**EXCERPTED DATA**:
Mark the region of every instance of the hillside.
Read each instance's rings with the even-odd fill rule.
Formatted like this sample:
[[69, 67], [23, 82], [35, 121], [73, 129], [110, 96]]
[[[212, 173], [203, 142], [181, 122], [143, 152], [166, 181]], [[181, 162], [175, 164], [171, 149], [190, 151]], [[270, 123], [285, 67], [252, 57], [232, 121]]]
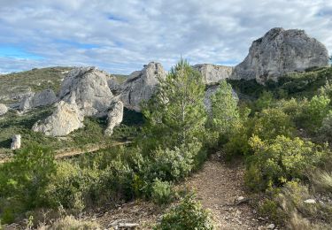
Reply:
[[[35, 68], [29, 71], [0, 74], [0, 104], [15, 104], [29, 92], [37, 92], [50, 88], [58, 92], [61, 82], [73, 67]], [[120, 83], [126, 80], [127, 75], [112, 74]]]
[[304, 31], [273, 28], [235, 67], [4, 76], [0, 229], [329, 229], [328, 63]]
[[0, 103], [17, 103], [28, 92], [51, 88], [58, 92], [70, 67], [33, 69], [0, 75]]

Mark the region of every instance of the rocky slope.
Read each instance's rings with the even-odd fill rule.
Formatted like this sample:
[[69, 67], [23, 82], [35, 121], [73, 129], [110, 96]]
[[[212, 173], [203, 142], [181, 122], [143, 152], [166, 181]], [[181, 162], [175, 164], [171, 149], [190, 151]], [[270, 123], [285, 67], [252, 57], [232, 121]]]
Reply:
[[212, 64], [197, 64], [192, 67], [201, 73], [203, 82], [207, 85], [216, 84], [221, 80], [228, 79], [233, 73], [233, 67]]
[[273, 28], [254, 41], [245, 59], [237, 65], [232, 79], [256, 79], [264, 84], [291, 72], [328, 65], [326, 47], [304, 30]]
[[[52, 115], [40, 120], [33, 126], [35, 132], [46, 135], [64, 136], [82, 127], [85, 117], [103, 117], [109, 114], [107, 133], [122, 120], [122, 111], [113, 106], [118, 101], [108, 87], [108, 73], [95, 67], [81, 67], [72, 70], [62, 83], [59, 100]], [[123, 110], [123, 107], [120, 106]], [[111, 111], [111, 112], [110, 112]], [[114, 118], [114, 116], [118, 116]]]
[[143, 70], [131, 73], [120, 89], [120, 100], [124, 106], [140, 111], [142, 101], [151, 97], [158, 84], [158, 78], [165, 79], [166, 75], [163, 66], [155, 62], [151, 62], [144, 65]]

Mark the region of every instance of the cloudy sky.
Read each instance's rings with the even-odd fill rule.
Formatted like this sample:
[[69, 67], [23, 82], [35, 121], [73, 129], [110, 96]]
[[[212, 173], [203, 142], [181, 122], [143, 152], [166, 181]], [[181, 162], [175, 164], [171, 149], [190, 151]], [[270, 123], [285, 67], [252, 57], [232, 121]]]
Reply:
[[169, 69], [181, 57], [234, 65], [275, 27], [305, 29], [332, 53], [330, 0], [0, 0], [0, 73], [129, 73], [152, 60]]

==

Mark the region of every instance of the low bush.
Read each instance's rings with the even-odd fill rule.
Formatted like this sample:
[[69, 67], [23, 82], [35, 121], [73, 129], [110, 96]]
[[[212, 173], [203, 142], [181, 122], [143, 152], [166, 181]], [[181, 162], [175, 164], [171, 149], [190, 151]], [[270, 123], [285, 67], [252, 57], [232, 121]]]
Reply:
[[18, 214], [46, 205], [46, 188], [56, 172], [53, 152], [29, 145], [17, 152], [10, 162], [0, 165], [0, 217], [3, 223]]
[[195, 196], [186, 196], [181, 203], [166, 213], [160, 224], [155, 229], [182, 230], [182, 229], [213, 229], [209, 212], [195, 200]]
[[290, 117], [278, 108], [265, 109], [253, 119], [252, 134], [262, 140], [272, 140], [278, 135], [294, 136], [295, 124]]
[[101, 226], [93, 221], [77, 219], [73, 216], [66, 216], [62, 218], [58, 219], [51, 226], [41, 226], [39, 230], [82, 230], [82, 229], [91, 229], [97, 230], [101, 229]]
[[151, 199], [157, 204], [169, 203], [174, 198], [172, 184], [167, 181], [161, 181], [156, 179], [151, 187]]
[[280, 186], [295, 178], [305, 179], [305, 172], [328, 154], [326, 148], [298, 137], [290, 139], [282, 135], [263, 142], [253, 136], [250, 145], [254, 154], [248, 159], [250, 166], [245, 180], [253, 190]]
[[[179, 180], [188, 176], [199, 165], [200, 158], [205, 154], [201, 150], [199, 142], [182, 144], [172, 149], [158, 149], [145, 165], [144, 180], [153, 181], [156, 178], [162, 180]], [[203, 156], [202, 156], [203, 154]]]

**WHAT THE TASK REQUIRES**: Format the lines of the listing between the line containing "Mark the region of every instance of the rocky" and the line containing "116], [118, 116]]]", inclusive, as a numbered list, leaving out any blank lines.

**COMPLETED TASK**:
1. Mark the region of every instance of the rocky slope.
2. Read each instance's rings with the even-odd fill rule.
3. Formatted like this sample:
4. [[69, 67], [23, 82], [35, 121], [73, 129], [110, 96]]
5. [[[212, 173], [203, 142], [181, 122], [143, 152], [166, 181]], [[181, 162], [175, 164], [171, 149], [190, 151]], [[270, 123], [285, 67], [252, 57], [232, 121]]]
6. Reply:
7. [[212, 64], [197, 64], [192, 67], [201, 73], [203, 82], [207, 85], [216, 84], [221, 80], [228, 79], [233, 73], [233, 67]]
8. [[273, 28], [254, 41], [245, 59], [237, 65], [232, 79], [256, 79], [264, 84], [291, 72], [328, 65], [326, 47], [304, 30]]
9. [[[52, 115], [40, 120], [33, 126], [35, 132], [46, 135], [64, 136], [82, 127], [85, 117], [103, 117], [109, 114], [107, 133], [122, 120], [122, 111], [113, 106], [118, 101], [108, 87], [108, 73], [95, 67], [81, 67], [72, 70], [62, 83], [59, 100]], [[123, 110], [123, 107], [120, 106]], [[111, 111], [111, 112], [110, 112]], [[114, 118], [114, 116], [118, 116]]]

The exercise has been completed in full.